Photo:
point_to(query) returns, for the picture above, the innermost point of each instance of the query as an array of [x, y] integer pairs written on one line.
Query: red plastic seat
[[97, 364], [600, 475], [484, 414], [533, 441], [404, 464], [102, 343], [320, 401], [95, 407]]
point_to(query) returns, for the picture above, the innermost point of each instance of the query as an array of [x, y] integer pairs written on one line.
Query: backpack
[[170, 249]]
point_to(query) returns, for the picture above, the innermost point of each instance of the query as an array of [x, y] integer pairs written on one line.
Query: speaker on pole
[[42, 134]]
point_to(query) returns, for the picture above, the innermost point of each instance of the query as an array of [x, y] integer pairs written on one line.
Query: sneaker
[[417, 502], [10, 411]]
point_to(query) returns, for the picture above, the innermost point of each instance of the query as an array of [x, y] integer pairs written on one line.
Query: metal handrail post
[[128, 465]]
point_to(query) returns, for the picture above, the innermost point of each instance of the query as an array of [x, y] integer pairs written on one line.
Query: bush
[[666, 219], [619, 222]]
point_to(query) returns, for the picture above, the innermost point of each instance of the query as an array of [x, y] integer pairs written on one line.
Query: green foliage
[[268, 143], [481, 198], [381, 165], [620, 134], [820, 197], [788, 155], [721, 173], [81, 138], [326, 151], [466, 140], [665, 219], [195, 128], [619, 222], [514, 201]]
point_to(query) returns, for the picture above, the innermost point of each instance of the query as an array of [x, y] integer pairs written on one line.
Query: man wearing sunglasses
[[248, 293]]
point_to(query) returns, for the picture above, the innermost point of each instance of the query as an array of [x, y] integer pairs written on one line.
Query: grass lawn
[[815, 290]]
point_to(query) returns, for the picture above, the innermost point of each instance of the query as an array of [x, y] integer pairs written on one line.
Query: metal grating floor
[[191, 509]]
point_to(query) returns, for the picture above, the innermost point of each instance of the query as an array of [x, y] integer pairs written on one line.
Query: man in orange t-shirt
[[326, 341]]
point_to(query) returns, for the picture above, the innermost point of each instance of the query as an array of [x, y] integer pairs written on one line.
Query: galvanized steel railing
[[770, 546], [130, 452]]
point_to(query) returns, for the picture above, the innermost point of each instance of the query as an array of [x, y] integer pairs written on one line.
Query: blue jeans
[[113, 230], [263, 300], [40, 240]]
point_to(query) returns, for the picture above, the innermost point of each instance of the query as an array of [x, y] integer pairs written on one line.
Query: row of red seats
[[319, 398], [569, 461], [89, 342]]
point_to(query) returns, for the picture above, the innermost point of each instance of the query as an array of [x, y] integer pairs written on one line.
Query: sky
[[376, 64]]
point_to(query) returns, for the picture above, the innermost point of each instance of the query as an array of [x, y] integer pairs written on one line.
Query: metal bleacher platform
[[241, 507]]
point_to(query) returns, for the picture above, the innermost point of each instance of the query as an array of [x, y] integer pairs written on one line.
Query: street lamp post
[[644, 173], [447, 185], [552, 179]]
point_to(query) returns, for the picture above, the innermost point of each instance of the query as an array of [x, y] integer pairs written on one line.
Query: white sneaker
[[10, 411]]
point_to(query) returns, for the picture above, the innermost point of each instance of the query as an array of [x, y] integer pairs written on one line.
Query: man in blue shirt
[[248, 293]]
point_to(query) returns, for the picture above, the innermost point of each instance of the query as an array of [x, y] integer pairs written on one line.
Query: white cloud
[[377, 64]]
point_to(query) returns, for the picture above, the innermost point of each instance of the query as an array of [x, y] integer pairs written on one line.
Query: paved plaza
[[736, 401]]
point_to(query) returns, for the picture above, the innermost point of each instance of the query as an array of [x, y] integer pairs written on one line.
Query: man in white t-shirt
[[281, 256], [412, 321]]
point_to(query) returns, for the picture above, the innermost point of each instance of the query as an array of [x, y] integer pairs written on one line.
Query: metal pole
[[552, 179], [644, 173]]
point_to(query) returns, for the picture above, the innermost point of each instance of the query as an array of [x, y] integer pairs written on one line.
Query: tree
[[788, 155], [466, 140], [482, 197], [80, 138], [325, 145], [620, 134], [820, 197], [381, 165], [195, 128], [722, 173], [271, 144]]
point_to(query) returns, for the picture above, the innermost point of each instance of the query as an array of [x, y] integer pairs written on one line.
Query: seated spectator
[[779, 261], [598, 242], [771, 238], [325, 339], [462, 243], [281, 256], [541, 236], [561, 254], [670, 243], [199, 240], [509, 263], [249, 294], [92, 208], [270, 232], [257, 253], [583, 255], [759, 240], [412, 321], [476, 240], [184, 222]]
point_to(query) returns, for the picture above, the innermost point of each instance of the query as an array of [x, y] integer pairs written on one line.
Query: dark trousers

# # #

#### Task prompt:
Copy down the material exactly as written.

#### Exercise output:
Photo:
point_to(query) returns, for the picture above, the innermost point of each instance of the query as an array of [x, y] integer pairs written on one line.
Query: red plastic seat
[[97, 364], [600, 475], [484, 414], [533, 441], [404, 464], [102, 343], [320, 401], [95, 407]]
point_to(query) returns, for the picture above, the innermost point of each instance of the query as an array of [x, y] integer pairs written on one line.
Query: backpack
[[170, 249]]
point_to(query) returns, for the picture above, the innermost point of each instance of the query as an array of [x, y] integer pairs written on one line.
Query: speaker on pole
[[42, 134]]
point_to(query) returns, for the picture above, the innermost point of each instance of the query as an array of [x, y] integer pairs written on one line.
Query: sneaker
[[417, 502], [10, 411]]
point_to(query) returns, for the picture above, the innermost point of each instance of the query as an array of [x, y] integer pairs written on one line.
Query: metal handrail post
[[128, 465]]
point_to(query) returns, for the picture above, the innermost point of each instance of the query as an array of [x, y] integer pairs written on one line.
Query: bush
[[666, 219], [619, 222]]
point_to(query) returns, for the picture above, the innermost point of each instance of the query as an array of [x, y] integer pairs written on one line.
Query: green foliage
[[268, 143], [481, 198], [381, 165], [620, 134], [820, 197], [788, 155], [721, 173], [81, 138], [326, 151], [466, 140], [665, 219], [195, 128], [619, 222], [514, 201]]
point_to(query) returns, for the picture above, the innermost point of each instance of the query as an array of [x, y] integer pairs written on one line.
Query: man wearing sunglasses
[[248, 293]]
point_to(query) returns, for the picture above, the innermost point of each instance of the query as an array of [x, y] integer pairs written on one line.
Query: grass lawn
[[815, 290]]
point_to(query) returns, for the picture above, the innermost point of each instance of the query as an array of [x, y] integer pairs written on one line.
Query: metal grating floor
[[191, 509]]
point_to(query) returns, for the picture above, the innermost point of each instance of the query as an array of [x, y] integer pairs written on one line.
Query: man in orange t-shirt
[[326, 341]]
point_to(query) returns, for the picture above, the innermost point of each instance of the query as an array of [x, y] integer pairs written on one line.
Query: galvanized steel railing
[[770, 546], [130, 452]]
point_to(query) returns, for the picture above, the innermost point of each instance of the query as an array of [x, y] integer pairs written on one line.
Query: blue jeans
[[113, 230], [263, 300], [40, 240]]
point_to(query) returns, for the picture above, the innermost point of each instance of the query as an array of [x, y] integer pairs written on one line.
Query: row of red seats
[[319, 398], [569, 461], [89, 342]]
point_to(query) returns, for the picture above, the innermost point of each instance of the query as an array of [x, y] integer pairs written on one line.
Query: sky
[[376, 64]]
point_to(query) returns, for the picture above, the innermost point of each instance of the query as an array of [x, y] integer pairs written on one line.
Query: metal bleacher platform
[[241, 507]]
point_to(query) returns, for the picture above, the innermost point of each instance of the query as an array of [x, y] integer pairs written on one line.
Query: street lamp post
[[644, 173], [447, 185], [552, 179]]
point_to(query) returns, for the picture above, the innermost point of each instance of the query as an array of [x, y] integer pairs written on one line.
Query: white sneaker
[[10, 411]]
point_to(query) returns, for the picture above, the innermost point of each instance of the query as an array of [x, y] integer pairs written on one line.
Query: man in blue shirt
[[248, 293]]
point_to(query) returns, for the picture above, the innermost point of each instance of the query as an array of [x, y] integer pairs written on one line.
Query: white cloud
[[377, 64]]
point_to(query) returns, for the picture above, the innermost point of each instance of the query as an array of [x, y] integer pairs written on one line.
Query: paved plaza
[[736, 401]]
point_to(query) returns, for the picture above, the innermost point of each instance of the query as an array of [x, y] integer pairs written on one line.
Query: man in white t-shirt
[[281, 256], [412, 321]]
point_to(query) returns, for the picture above, the innermost point of each instance of the query as an array of [x, y] integer pairs written on one line.
Query: metal pole
[[552, 179], [644, 173]]
point_to(query) returns, for the picture above, the innermost point of each instance of the query as an array of [x, y] integer pairs written on one line.
Query: tree
[[788, 155], [466, 140], [482, 197], [80, 138], [325, 145], [620, 134], [820, 197], [381, 165], [195, 128], [722, 173], [271, 144]]
point_to(query) returns, for the picture above, the innermost point of each instance of the query as an array of [x, y] integer pairs written on one line.
Query: seated spectator
[[779, 261], [598, 242], [771, 238], [325, 339], [462, 243], [281, 256], [541, 236], [561, 254], [670, 243], [199, 240], [509, 263], [249, 294], [92, 208], [270, 232], [257, 253], [583, 255], [759, 240], [412, 321], [476, 240], [184, 222]]
point_to(query) returns, for the picture above, the innermost point of each instance of the query as an array of [x, y] integer pairs written on one line.
Query: dark trousers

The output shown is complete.